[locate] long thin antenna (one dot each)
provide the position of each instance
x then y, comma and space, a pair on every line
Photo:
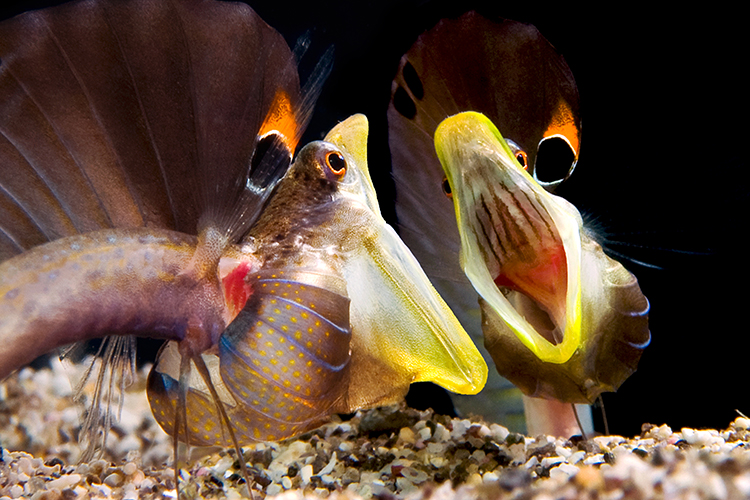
604, 415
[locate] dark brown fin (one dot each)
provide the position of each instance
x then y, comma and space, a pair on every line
614, 335
141, 113
225, 422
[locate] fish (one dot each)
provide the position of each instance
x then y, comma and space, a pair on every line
481, 133
147, 188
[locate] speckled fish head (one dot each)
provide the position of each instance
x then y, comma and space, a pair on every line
560, 318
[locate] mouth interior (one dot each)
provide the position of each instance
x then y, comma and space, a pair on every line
536, 286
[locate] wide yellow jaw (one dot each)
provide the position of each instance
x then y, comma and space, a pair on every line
520, 245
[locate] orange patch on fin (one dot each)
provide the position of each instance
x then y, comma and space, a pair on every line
563, 125
282, 120
236, 289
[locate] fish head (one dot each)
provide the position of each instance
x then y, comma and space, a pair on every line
560, 318
402, 330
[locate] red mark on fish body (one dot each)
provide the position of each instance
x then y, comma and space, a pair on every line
544, 278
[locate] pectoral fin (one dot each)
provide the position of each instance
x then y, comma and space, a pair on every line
403, 331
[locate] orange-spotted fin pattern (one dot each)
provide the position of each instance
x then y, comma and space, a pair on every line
284, 364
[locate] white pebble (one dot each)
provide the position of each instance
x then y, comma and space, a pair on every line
490, 477
742, 483
405, 486
16, 491
563, 451
441, 434
459, 428
64, 481
24, 465
697, 438
550, 461
328, 468
129, 468
407, 435
414, 475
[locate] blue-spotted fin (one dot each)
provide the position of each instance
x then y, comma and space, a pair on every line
341, 316
509, 72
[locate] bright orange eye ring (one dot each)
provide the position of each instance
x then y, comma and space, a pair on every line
336, 163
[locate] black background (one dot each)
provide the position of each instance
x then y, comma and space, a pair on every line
662, 166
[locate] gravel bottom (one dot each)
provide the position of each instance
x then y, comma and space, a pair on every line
392, 452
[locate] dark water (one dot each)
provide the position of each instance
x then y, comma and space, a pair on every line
663, 167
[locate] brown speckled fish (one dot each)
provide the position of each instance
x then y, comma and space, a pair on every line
560, 319
140, 143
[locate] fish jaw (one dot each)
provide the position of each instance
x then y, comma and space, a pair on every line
515, 237
235, 265
560, 318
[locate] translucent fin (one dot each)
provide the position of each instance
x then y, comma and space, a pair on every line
505, 220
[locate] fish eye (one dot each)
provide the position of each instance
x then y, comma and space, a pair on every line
523, 159
520, 155
336, 163
447, 188
555, 160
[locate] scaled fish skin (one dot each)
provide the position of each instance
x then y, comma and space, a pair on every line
138, 152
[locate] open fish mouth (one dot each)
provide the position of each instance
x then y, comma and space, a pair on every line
548, 293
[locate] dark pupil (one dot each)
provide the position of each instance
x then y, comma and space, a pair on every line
521, 159
336, 161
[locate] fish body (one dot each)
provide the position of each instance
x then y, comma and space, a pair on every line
144, 149
547, 293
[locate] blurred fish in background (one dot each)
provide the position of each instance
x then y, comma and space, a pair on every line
662, 170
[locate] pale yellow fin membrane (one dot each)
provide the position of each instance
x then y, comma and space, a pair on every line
452, 136
402, 329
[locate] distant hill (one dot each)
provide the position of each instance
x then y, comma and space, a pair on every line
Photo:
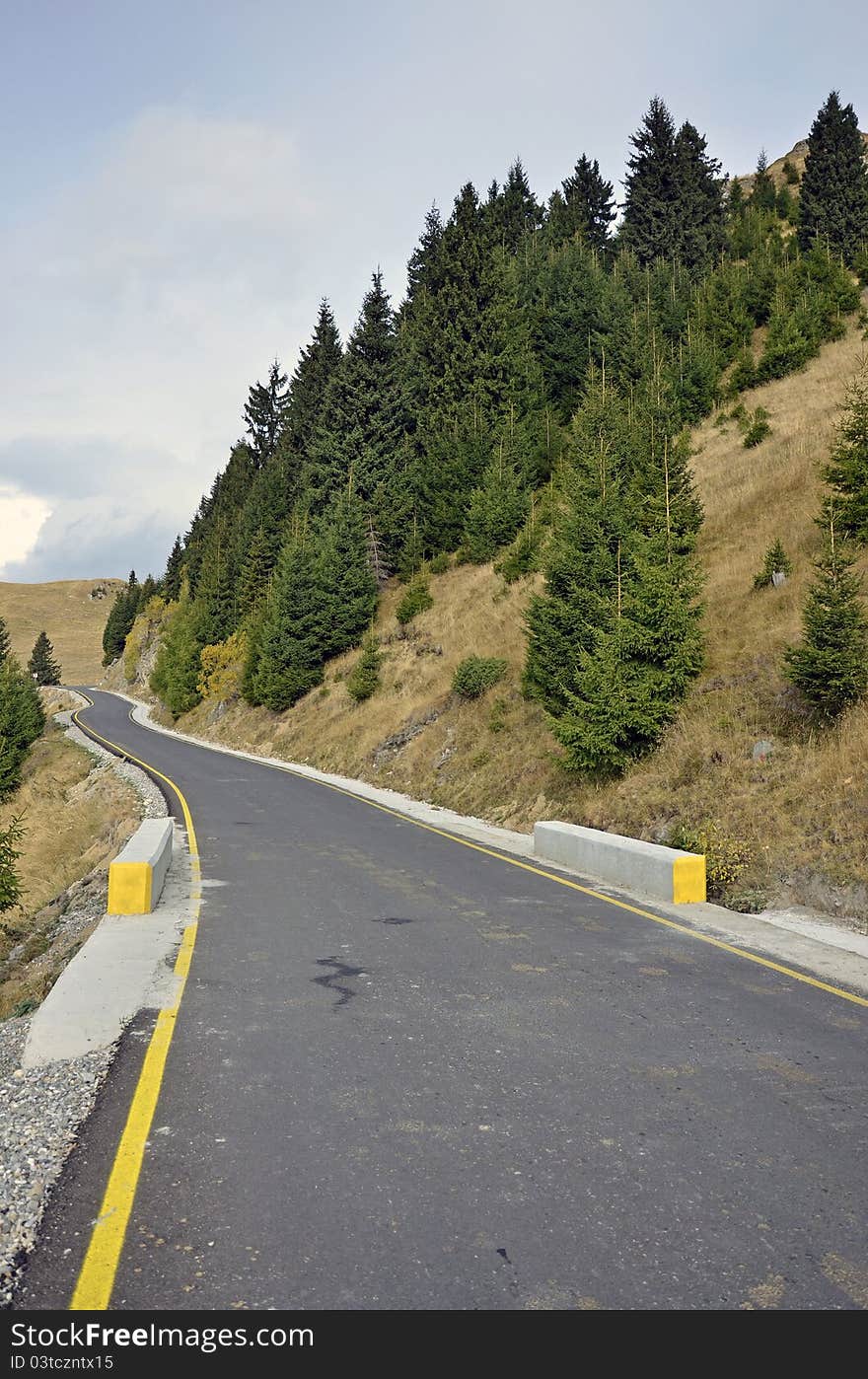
*-*-*
How many lines in the records contain the string "spotted", matching case exactly? Reply with the number alone.

▶ Output of the exercise:
2